Your instructions ->
Set down word for word the lines that begin the entries and run through the line containing "bus front windshield". Give nothing further.

Start of Supplied data

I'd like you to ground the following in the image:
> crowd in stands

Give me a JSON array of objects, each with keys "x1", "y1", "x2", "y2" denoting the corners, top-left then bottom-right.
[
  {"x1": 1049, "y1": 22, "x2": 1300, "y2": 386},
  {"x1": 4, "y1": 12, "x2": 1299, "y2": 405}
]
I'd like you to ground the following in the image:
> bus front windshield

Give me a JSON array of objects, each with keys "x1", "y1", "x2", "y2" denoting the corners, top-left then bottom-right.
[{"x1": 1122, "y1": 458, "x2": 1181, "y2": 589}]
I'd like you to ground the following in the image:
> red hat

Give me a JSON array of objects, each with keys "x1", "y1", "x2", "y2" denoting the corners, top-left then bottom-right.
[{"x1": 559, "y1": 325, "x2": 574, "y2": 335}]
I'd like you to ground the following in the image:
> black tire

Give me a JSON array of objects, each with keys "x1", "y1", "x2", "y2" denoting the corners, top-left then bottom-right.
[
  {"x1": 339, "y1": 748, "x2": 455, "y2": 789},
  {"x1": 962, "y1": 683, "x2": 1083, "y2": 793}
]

End of Supplied data

Reply to the exercise ->
I'd like you to ground the following in the image:
> crowd in stands

Give me a JSON array of objects, each with keys "x1", "y1", "x2", "y2" denoting the corners, top-left then bottom-right.
[
  {"x1": 1049, "y1": 22, "x2": 1300, "y2": 386},
  {"x1": 4, "y1": 12, "x2": 1299, "y2": 405}
]
I'd like you to ground the following in the image:
> bus front windshield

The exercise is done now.